**SOURCE RECORDS**
>>

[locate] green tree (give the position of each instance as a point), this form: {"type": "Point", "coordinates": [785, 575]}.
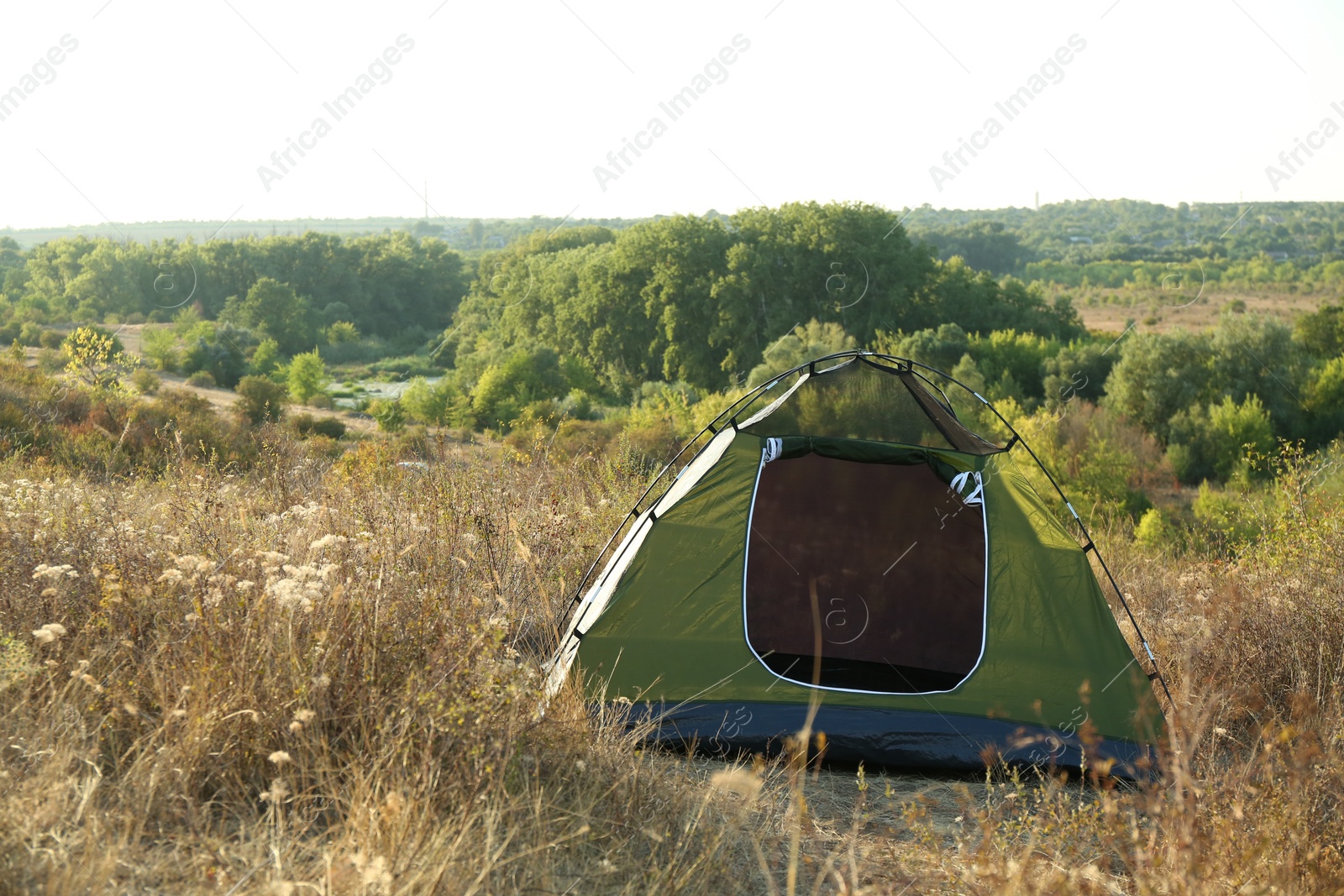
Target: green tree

<<
>>

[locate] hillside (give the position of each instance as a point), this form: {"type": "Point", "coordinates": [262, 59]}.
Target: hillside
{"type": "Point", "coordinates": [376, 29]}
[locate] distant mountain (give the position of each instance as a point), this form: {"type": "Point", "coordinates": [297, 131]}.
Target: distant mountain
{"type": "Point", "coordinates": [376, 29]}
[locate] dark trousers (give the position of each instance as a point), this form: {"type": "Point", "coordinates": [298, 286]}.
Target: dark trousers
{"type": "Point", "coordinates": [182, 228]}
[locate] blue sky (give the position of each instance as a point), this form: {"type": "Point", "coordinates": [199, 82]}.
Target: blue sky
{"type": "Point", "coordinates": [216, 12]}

<<

Find every line in the rows above that contains the word "Target", and copy each of those lines.

Target: green tree
Target: hillside
Target: distant mountain
Target: dark trousers
Target: blue sky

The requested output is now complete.